### PROVIDED INFORMATION ###

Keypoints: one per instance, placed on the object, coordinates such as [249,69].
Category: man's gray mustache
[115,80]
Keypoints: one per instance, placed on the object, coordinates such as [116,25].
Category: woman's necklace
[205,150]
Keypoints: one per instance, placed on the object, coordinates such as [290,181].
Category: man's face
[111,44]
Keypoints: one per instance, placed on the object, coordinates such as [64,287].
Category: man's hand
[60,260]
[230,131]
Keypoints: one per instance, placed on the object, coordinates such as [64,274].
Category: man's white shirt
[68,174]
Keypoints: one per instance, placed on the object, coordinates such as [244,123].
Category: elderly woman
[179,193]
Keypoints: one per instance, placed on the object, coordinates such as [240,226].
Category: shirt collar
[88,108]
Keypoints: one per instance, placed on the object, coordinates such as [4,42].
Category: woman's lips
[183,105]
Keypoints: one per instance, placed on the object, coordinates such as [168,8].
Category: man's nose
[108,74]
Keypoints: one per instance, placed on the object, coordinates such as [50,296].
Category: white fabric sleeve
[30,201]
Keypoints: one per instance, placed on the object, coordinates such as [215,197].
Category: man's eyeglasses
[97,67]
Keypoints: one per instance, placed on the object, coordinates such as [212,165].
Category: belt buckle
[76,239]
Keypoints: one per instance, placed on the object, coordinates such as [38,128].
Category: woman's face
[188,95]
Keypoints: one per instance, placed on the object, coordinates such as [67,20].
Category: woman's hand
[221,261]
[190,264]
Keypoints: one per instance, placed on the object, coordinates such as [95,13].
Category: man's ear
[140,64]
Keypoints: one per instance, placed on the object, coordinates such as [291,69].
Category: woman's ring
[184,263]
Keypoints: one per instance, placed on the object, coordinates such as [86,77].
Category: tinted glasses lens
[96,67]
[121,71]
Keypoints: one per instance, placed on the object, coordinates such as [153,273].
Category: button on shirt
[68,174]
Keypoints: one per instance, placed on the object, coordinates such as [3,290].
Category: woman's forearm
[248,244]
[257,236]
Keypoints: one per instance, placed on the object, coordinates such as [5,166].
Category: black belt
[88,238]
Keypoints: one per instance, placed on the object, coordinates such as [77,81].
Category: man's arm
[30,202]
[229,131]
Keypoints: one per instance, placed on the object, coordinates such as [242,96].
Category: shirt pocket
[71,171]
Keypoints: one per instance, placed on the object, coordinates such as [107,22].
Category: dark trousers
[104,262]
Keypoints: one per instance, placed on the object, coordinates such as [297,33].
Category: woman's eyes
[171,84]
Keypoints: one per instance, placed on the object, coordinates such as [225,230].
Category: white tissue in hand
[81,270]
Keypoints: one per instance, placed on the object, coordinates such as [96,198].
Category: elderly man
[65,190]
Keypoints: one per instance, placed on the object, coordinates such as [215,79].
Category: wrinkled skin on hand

###

SHORT TASK - Copy the entries word for word, starting at the line that contains "such as [77,81]." and ending with the last line of the entries, both included.

COMPLETED TASK -
Keypoints: one per instance, placed on the object, coordinates such as [77,81].
Category: man's arm
[30,202]
[229,131]
Keypoints: one per instance, placed on the object, coordinates such as [242,96].
Category: shirt pocket
[71,171]
Keypoints: one per instance, placed on the object, coordinates such as [107,22].
Category: dark trousers
[104,262]
Keypoints: one per instance, placed on the object, coordinates such as [297,33].
Category: woman's eyes
[171,84]
Keypoints: one per instance, placed on the object, coordinates such as [225,230].
Category: white tissue in hand
[81,270]
Keypoints: one per instance, placed on the object, coordinates such as [96,198].
Category: elderly man
[65,190]
Keypoints: one per instance, placed on the object, coordinates such as [215,79].
Category: wrinkled skin on hand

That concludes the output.